• To do: In the Jesse Ventura profile, please give the dates and city of his induction into the WWE Hall of Fame.

But, in the end, most agreed that he had been the biggest thing to hit the state of Minnesota since Paul Bunyan.
WRESTLING HALL OF FAME
Ventura was inducted into the WWE Hall of Fame March 13-14 in New York as part of Wrestlemania festivities. He chuckles when recalling his acceptance speech.
“Who in God’s name would have thought I’d be in the hall of fame before Ric Flair,” he joked. “Then I looked back at him and said, But then again, Ric, I’m sure you’ll get elected immediately after you turn 70 after you retire for six months.’ He’s the only guy I know who’ll wrestle until he’s 80.”
Ventura says that he has long buried the hatchet with WWE owner McMahon, who he once successfully sued for nearly $1 million for royalties and interest from wrestling videotapes. The mat impresario’s now-defunct XFL football league later hired Ventura as an announcer, which cased him to catch considerable flak for being on McMahon’s payroll while governor.
“Vince and I have no problem,” says Ventura. “He and I get along better today than we ever did.”
Since his last days in the business, Ventura has observed sweeping changes in the wrestling industry.
“Wrestling has changed. I worry about the young wrestlers because of their longevity. They’re not going to be able to have 15-, 20-year careers anymore. They’ll have five-year careers. But I’ve seen a change over the past two months. They’re going back to the mat. And the reason why is because they can’t have guys injured all the time. They can’t make money that way.”
A MAN FOR ALL SEASONS
A cultural icon, Jesse Ventura is a walking photo opportunity wherever he goes and a magnet for an inquisitive public that seems drawn to his openness and sizable personality.
A young lady asks for an autograph for her fiancé, and Ventura goes off into a lengthy spiel on the do’s and don’ts of marriage. “Communication is the key,” he advises, emphasizing that honesty is the best policy. “Don’t hold things back. If you’re troubled by something, it’s better to communicate than to hold things back, because if you hold things back, it starts building like a pressure cooker. If there’s a problem, talk it out. When you start not talking to each other, that’s when trouble develops and things can escalate. If something’s troubling you, talk about it in a good way and don’t be afraid. Two individuals are just that, and they’re going to rub each other wrong at times. The honeymoon will end after about a year, and that’s the critical time.”
Ventura seems genuinely interested in responding to everyone’s questions and seems to never tire of talking issues. Whether at a celebrity dinner in Asheville or on the links at The Cliffs in nearby Travelers Rest for the Brad Johnson Celebrity Golf Classic, Ventura is at home being the center of attention, shooting straight from the hip and always speaking his mind with in-your-face honesty.
“You couldn’t find a more gracious guest,” says Eblen Foundation executive director Bill Murdock, who served with Ventura on the board of directors of the International Wrestling Institute in Newton, Iowa. “He’s never too busy to talk with someone, sign an autograph or have his picture taken. He is truly a man of the people.”
Even with his diverse resume, Ventura says there’s one thing he still wants to accomplish.
“I haven’t made a hole-in-one yet. That’s one thing I want to do. I hit a shot two years ago 194 yards, ended up dead center of the hole, and I could have put my thumb between the ball and the hole. Easiest birdie I’ve ever had. Stevie Wonder could have made it.”
There’s something peaceful, he says, about being on a golf course.
“It’s better to have a bad day at golf than a good day at work.”

(Referring expression data)
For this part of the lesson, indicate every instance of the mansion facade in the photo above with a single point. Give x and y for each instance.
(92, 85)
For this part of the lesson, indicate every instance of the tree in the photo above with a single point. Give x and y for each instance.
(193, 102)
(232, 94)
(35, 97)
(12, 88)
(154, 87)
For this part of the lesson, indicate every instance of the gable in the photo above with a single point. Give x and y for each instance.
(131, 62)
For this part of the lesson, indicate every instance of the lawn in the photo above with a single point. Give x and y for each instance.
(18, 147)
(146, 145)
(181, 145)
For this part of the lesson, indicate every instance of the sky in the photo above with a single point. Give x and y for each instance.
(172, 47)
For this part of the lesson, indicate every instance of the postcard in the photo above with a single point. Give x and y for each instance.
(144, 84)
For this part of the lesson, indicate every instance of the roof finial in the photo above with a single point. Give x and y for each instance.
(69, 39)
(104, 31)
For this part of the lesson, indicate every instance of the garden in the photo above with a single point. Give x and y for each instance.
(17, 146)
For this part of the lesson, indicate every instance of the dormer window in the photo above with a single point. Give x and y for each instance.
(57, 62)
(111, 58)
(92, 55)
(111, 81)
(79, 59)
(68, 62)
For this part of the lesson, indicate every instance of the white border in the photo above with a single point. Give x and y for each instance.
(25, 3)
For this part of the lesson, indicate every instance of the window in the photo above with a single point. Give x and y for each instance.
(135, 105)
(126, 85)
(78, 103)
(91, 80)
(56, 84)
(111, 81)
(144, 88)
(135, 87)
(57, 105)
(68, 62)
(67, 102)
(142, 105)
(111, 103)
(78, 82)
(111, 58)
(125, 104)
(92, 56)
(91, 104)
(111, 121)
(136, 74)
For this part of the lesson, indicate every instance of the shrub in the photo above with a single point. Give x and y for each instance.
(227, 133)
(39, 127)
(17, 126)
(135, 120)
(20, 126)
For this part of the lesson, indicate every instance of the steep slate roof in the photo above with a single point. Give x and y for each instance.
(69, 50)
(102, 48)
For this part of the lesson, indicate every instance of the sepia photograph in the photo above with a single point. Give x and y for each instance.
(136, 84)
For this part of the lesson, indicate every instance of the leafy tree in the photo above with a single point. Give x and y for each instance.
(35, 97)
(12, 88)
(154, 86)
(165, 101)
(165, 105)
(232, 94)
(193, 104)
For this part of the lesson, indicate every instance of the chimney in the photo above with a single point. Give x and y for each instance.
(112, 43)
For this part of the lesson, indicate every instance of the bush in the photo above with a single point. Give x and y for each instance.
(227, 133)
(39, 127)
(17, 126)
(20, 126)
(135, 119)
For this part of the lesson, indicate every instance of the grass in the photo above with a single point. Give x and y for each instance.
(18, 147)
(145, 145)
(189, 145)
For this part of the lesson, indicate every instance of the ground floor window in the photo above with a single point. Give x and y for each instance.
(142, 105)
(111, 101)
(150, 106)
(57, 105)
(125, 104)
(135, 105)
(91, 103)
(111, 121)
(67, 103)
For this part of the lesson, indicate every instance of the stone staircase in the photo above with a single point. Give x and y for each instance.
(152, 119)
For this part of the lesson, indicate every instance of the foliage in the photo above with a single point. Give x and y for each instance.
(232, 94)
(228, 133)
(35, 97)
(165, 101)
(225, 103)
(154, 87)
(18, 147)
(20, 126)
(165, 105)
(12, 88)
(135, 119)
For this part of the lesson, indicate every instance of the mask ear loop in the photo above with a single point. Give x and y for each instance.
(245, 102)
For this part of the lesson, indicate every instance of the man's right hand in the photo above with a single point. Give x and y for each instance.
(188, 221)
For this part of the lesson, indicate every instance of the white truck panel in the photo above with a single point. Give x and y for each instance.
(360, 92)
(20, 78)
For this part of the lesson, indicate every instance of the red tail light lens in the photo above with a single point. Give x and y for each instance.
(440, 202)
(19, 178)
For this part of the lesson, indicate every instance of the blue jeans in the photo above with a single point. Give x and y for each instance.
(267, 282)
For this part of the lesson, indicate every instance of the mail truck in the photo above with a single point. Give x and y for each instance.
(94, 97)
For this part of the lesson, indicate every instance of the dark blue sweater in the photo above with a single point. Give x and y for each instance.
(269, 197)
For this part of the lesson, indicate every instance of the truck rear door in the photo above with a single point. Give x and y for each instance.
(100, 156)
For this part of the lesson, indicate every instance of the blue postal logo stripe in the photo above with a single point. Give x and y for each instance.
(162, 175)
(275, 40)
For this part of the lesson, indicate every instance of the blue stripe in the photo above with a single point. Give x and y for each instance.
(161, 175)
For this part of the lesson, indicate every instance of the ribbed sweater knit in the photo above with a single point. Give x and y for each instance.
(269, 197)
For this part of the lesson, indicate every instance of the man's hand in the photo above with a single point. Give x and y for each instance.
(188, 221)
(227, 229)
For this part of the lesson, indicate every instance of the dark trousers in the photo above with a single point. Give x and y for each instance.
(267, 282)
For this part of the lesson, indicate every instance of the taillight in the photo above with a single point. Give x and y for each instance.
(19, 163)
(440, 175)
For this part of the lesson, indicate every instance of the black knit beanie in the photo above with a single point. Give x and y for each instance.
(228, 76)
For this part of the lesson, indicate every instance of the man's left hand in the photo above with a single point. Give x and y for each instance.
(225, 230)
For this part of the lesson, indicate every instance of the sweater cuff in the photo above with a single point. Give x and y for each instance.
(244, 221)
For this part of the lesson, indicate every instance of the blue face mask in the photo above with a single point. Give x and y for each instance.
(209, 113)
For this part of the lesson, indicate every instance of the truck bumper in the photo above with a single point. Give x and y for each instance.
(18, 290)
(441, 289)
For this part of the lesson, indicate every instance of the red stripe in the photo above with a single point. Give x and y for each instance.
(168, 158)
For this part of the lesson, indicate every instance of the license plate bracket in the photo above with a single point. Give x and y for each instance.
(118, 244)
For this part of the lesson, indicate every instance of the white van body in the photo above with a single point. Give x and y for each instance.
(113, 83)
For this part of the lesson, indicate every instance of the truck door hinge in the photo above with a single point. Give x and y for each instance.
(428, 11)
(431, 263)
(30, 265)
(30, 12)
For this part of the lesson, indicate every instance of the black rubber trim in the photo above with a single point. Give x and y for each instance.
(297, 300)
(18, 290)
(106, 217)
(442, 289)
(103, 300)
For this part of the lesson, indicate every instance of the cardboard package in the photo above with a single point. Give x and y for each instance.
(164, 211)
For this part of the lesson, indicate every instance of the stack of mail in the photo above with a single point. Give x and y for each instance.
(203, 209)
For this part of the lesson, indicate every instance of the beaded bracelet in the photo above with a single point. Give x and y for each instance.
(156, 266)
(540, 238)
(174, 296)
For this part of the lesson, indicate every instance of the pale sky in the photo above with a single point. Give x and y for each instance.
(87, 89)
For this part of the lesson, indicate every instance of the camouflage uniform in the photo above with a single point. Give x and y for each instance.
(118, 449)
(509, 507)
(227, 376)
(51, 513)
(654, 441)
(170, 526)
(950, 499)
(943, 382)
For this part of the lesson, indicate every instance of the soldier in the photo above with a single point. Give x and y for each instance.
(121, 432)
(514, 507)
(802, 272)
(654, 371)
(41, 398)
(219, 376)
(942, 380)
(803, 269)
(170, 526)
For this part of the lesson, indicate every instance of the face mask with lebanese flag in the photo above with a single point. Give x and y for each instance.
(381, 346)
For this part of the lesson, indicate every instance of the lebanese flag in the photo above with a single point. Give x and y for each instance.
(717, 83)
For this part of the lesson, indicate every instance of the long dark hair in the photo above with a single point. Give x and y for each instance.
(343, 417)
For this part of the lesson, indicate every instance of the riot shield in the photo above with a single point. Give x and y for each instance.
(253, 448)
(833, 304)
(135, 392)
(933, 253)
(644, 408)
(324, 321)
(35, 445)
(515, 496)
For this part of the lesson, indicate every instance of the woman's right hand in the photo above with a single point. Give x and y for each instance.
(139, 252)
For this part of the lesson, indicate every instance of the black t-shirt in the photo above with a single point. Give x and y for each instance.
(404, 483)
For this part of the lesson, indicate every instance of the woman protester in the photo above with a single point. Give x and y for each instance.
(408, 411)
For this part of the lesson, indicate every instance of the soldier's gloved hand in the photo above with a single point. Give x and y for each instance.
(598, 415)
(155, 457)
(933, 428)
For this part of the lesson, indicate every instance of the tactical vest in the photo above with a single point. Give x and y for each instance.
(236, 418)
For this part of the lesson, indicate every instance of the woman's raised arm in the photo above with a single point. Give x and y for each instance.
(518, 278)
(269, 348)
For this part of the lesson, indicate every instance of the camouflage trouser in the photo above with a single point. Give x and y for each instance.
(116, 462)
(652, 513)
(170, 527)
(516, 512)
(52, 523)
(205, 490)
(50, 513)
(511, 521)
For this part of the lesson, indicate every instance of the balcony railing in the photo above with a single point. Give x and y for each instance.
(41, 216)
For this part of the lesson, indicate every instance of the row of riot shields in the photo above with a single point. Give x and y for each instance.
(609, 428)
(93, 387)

• Answer space: March 13-14, in New York, as part of the Wrestlemania festivities.